#### EXTRAIT FOURNI

M. Boudjlida a notamment fait valoir devant la juridiction de renvoi que l’arrêté du 15 janvier 2013 était entaché d’une erreur de droit, car, eu égard à son intégration en France et à son parcours universitaire ainsi qu’à la présence en France de deux de ses oncles professeurs d’université, il porterait une atteinte disproportionnée à sa vie privée. En outre, il a fait valoir que le délai de 30 jours était trop court pour quelqu’un présent sur le territoire depuis plus de cinq ans et qu’il n’avait pas effectivement bénéficié du droit d’être entendu utilement, avant la prise de l’arrêté lui ordonnant de quitter le territoire français.

13.

Le préfet des Pyrénées-Atlantiques a relevé qu’aucune décision de refus de titre de séjour n’avait été prise à l’encontre de M. Boudjlida. En effet, M. Boudjlida aurait obtenu, sans difficulté, le renouvellement de ses cartes de séjour entre le 26 septembre 2007 et le 31 octobre 2012 et n’aurait pas sollicité le renouvellement de son dernier titre dans les conditions prévues par la législation française, soit dans les deux mois qui précèdent l’expiration du titre précédent. Selon le préfet des Pyrénées-Atlantiques, M. Boudjlida était donc en situation irrégulière au jour de l’arrêté attaqué. Il ajoute que l’obligation de quitter le territoire français était fondée, puisque, en l’espèce, l’étranger était en situation irrégulière. En outre, en l’absence d’attaches familiales plus fortes en France que dans son pays d’origine, l’arrêté litigieux ne porterait pas une atteinte disproportionnée au droit de M. Boudjlida de mener sa vie privée et familiale. De surcroît, le délai laissé pour exécuter cette obligation serait le délai de principe et, selon le préfet des Pyrénées-Atlantiques, aucune circonstance particulière justifiant un délai plus long n’aurait été alléguée.

14.

########
#### LIGNES FOURNIES

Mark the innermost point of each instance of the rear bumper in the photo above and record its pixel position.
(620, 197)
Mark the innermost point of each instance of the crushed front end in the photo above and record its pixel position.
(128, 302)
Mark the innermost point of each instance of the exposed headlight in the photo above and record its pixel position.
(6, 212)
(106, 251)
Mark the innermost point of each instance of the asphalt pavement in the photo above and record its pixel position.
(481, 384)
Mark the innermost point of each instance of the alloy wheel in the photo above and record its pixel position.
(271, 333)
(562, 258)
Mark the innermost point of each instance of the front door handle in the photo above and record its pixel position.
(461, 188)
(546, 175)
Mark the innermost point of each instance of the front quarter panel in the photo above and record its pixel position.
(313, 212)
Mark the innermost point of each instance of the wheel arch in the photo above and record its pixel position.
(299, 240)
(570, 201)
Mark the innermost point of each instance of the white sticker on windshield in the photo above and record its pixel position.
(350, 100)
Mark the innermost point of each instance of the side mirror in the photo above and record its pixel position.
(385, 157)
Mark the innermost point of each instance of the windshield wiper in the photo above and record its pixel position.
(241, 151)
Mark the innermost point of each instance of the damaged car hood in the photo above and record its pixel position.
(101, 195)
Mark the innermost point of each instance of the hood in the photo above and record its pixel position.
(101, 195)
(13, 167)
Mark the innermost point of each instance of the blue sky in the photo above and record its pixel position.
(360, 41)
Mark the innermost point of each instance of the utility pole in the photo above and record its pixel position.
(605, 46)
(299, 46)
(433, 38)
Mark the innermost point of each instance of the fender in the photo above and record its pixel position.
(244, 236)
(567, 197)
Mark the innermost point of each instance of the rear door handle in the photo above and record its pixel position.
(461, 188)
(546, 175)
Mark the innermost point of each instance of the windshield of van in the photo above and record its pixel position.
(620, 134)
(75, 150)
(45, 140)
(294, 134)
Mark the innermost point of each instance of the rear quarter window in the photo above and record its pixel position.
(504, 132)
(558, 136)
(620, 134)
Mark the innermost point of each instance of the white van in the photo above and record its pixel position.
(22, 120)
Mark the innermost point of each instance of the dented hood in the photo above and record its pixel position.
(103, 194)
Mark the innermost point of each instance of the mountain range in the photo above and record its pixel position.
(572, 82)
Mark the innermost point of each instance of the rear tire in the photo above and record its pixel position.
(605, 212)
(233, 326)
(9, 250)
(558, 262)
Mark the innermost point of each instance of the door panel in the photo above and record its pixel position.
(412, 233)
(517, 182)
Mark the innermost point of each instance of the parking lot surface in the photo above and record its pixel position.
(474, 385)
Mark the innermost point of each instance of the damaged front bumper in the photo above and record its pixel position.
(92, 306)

########

> [CONSIGNES]
• 1. Modifiez le passage de l'extrait fourni qui s'ouvre sur les mots contenant « M. Boudjlida a notamment » et se ferme sur « le territoire français. », en y remplaçant « oncles » par « cousins », puis donnez-le en entier.
• 2. Poursuivez le texte sur l'affaire de M. Boudjlida à partir de l'endroit où il s'arrête.

> [RÉPONSES PAR CONSIGNE]
• 1.
M. Boudjlida a notamment fait valoir devant la juridiction de renvoi que l’arrêté du 15 janvier 2013 était entaché d’une erreur de droit, car, eu égard à son intégration en France et à son parcours universitaire ainsi qu’à la présence en France de deux de ses cousins professeurs d’université, il porterait une atteinte disproportionnée à sa vie privée. En outre, il a fait valoir que le délai de 30 jours était trop court pour quelqu’un présent sur le territoire depuis plus de cinq ans et qu’il n’avait pas effectivement bénéficié du droit d’être entendu utilement, avant la prise de l’arrêté lui ordonnant de quitter le territoire français.

• 2.
Le préfet des Pyrénées-Atlantiques défend la légalité de son arrêté en faisant référence à un arrêt de la cour administrative d’appel de Lyon dont il ressort que le droit d’être entendu énoncé par l’article 41 de la Charte n’implique pas pour l’administration l’obligation d’organiser, de sa propre initiative, un entretien avec l’intéressé ou de l’inviter à faire valoir ses observations, une atteinte à ce droit n’étant au surplus susceptible d’affecter la régularité de la procédure que si l’intéressé établit qu’il a été privé de la possibilité de présenter des éléments pertinents qui auraient pu influencer le contenu de la décision (arrêt du 14 mars 2013, requête no 12LY02737).

15.

Le préfet a, par ailleurs, indiqué que le droit d’être entendu de M. Boudjlida avait été respecté, puisqu’il avait pu s’entretenir pendant 30 minutes avec les services de police à la fois au sujet de sa demande d’enregistrement comme autoentrepreneur, des circonstances de son arrivée en France, de ses conditions de séjour comme étudiant depuis cette date et de la situation de sa famille. Il en est ressorti qu’il se trouvait en situation irrégulière, qu’il n’avait pas plus d’attaches en France qu’en Algérie et qu’aucune circonstance particulière ne justifiait un délai plus long de départ volontaire.

16.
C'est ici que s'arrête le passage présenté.